> [Given information]

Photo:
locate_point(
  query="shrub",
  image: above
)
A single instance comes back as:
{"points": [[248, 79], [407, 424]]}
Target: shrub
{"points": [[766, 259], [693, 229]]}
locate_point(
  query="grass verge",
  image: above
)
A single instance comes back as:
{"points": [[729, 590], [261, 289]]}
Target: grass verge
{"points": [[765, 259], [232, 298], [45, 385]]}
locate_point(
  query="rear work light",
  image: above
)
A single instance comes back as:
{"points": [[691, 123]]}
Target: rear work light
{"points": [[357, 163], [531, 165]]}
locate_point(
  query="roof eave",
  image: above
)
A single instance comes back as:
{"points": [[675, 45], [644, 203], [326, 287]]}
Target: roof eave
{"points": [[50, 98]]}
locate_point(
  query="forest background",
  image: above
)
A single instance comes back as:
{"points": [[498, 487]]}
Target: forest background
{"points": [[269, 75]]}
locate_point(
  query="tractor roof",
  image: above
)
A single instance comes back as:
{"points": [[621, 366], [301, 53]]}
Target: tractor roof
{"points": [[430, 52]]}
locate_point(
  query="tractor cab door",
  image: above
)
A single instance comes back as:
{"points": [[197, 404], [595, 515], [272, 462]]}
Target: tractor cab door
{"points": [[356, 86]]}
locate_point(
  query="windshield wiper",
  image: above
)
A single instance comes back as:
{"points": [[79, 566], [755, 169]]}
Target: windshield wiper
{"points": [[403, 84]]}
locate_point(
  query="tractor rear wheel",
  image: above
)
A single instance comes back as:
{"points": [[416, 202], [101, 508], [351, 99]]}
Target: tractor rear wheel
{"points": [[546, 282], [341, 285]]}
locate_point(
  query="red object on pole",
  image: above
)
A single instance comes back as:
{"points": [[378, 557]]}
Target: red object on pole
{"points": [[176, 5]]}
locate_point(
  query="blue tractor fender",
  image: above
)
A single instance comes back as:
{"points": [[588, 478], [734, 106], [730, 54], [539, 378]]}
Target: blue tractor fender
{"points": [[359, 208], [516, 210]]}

> [Directive] Pull out each line in the entries above that contains the word "object". Case counts.

> [Worked solution]
  query="red object on pole",
Target: red object on pole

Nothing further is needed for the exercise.